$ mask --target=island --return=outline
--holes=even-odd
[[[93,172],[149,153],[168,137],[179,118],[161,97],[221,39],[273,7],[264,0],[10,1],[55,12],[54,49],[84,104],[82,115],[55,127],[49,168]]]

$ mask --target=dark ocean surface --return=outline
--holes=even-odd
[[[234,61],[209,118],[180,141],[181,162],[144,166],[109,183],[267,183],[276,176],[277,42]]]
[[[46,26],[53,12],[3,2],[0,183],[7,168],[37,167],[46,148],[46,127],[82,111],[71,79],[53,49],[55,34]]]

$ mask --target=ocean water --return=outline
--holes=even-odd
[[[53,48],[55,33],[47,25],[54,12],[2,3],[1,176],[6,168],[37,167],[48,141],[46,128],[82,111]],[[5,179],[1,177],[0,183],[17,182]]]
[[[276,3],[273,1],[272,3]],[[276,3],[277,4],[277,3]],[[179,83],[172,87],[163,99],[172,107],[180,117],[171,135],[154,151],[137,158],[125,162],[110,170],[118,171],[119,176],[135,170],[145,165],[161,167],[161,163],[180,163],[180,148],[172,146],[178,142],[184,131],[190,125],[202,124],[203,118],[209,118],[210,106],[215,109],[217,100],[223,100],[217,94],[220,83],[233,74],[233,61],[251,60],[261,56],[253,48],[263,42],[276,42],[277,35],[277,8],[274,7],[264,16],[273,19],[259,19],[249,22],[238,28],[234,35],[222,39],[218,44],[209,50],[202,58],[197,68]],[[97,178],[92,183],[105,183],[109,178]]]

## Short exercise
Please return each line in the items above that contains the string "target". Treat uppercase and lowercase as different.

## Solution for this task
$ mask --target=island --return=outline
$ mask --target=dark ocean surface --return=outline
$ mask --target=ocean water --return=outline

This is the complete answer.